(Your objective) In the material below, find each line with the word "trace" and list it.
==================================================
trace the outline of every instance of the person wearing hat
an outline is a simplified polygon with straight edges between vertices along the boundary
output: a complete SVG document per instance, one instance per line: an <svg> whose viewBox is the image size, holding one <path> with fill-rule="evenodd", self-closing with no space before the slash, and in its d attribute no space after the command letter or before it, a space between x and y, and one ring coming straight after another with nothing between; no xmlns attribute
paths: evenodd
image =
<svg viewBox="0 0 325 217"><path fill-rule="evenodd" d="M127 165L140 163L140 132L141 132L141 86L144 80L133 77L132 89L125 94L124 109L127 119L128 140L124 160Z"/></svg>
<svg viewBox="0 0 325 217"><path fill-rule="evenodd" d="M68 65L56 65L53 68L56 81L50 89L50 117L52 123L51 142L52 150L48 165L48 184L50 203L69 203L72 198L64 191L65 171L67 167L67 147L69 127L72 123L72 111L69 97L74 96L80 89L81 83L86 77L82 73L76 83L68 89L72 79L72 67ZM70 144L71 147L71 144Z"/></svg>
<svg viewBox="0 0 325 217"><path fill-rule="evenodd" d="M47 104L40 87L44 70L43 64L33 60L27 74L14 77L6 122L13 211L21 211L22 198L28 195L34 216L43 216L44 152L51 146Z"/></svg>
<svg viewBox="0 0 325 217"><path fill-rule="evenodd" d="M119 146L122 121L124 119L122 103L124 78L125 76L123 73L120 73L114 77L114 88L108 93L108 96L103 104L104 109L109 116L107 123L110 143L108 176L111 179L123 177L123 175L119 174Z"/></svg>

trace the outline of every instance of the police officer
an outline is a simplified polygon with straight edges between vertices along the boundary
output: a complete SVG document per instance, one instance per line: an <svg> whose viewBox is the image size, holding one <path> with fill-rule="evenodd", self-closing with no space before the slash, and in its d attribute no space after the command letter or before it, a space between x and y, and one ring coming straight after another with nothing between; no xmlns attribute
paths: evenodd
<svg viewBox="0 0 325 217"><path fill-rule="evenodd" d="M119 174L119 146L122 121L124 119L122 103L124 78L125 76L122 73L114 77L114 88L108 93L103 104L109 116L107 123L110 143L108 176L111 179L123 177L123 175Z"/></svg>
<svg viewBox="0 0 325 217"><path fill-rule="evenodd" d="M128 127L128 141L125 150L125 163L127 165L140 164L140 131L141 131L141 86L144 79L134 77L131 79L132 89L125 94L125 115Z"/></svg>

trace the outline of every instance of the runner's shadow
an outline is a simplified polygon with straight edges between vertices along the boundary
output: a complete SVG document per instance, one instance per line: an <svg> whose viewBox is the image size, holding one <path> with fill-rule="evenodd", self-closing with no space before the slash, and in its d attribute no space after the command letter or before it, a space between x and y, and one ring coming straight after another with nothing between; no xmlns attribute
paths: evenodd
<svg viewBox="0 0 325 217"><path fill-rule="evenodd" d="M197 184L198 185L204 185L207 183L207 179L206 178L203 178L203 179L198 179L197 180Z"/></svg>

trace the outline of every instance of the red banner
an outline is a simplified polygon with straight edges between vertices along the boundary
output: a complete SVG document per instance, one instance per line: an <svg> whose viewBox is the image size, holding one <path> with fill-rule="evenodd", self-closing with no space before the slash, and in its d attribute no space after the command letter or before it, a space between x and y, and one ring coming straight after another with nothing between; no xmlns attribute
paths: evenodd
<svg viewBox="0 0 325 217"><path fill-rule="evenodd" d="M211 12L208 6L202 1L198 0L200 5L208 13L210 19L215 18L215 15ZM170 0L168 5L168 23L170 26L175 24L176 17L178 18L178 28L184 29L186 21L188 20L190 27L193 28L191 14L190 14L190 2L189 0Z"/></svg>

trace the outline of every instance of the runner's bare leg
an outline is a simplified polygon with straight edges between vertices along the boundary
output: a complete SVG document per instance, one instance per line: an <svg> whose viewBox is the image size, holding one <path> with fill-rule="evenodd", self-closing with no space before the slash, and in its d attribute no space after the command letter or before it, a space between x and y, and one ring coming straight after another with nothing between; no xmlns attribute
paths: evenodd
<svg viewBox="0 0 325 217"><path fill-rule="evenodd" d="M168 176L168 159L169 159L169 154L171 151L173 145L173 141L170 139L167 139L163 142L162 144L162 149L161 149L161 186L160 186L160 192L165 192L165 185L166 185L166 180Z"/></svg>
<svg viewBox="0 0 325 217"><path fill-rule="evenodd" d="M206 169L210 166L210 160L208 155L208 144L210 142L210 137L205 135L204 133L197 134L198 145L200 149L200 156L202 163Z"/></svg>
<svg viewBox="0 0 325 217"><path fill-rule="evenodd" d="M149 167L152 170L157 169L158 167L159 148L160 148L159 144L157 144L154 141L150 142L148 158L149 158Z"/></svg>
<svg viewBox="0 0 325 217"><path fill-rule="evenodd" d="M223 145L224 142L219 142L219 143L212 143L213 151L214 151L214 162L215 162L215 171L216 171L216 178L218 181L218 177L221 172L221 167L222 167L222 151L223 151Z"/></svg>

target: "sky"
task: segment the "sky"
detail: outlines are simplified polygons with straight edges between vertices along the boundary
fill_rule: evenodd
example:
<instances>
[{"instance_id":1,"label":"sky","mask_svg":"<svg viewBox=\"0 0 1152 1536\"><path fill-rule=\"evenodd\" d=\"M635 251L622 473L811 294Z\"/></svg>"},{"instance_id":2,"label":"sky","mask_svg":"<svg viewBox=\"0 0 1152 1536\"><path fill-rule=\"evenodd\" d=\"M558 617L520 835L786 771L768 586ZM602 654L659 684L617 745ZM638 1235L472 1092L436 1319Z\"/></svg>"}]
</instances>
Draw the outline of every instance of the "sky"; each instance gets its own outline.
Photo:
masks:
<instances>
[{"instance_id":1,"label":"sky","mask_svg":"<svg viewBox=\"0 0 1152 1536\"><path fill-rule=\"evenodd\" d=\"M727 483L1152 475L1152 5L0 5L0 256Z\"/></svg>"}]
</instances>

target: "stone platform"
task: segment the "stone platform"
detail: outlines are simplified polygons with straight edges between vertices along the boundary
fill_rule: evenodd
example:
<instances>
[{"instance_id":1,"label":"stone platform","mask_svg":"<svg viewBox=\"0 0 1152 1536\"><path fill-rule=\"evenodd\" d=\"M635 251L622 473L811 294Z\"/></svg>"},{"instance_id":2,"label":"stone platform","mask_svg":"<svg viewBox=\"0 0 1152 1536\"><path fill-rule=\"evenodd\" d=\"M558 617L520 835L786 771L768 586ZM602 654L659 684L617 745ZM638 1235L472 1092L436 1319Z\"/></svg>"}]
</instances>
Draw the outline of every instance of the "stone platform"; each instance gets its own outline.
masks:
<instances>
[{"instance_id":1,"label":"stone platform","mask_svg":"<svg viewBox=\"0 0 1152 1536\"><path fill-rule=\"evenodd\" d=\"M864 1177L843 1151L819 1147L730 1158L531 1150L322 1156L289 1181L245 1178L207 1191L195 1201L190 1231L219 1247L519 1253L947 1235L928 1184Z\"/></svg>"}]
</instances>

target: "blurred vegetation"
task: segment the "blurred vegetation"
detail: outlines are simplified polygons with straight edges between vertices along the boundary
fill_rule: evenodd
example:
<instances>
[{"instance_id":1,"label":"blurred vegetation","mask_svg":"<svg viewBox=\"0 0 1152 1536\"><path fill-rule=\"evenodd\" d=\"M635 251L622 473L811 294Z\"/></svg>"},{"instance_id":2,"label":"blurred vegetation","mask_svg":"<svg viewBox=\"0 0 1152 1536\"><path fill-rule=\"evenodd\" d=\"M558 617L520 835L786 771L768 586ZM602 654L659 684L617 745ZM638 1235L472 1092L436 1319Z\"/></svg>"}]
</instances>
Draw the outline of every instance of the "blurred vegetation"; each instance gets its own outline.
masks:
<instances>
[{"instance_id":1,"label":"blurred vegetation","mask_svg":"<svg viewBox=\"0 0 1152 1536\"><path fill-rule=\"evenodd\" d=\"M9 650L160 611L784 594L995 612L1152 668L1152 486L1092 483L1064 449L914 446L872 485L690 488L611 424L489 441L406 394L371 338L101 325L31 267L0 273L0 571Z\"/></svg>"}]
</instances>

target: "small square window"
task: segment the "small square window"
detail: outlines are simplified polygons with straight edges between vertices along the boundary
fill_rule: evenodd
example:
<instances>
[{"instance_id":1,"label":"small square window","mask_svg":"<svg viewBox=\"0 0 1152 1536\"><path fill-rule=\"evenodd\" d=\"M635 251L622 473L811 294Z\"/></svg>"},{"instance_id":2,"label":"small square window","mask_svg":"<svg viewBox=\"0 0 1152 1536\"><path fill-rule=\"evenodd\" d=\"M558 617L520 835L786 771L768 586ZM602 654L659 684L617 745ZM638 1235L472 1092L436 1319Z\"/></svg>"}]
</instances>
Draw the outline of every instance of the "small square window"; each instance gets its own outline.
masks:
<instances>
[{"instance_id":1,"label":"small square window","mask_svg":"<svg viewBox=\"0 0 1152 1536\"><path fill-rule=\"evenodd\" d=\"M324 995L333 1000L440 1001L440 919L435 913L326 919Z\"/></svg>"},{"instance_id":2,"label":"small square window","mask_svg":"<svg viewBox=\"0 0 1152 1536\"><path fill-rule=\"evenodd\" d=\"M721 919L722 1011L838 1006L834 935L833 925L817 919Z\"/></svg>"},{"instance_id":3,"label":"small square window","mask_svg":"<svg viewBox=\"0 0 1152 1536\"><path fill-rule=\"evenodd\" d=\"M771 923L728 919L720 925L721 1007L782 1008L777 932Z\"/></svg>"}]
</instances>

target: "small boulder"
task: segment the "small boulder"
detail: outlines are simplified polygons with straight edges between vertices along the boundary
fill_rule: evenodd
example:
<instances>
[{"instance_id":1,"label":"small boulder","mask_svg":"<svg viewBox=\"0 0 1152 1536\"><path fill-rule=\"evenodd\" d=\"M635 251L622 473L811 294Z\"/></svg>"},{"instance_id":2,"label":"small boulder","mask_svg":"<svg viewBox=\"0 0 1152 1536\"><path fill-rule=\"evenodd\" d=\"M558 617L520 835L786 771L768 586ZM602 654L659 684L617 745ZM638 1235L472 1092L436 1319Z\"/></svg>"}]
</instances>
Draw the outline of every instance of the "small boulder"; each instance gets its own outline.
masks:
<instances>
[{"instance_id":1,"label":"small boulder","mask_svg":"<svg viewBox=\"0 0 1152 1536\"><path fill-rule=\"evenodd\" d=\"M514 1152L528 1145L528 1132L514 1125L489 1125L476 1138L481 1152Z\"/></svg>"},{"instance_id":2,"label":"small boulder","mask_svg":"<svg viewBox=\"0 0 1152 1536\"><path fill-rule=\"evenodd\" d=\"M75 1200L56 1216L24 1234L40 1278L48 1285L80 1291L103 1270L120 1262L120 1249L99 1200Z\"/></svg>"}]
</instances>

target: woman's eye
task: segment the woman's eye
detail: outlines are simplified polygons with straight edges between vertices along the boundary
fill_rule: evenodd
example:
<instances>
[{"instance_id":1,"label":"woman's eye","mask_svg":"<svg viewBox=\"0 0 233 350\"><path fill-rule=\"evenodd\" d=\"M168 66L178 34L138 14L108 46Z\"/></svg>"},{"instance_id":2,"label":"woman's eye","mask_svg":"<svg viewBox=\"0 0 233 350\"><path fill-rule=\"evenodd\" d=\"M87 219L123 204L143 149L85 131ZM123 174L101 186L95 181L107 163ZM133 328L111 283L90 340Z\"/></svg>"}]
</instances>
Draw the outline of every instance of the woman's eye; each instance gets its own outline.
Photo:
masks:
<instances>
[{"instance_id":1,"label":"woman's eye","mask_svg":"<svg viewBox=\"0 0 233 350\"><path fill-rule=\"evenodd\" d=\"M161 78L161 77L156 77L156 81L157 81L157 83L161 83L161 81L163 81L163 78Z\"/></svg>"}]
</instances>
==================================================
(Response to this task)
trace the outline of every instance of the person wearing hat
trace the outline of every instance of the police officer
trace the outline of every instance of the runner's shadow
trace the outline of every instance of the red banner
trace the outline of every instance of the runner's bare leg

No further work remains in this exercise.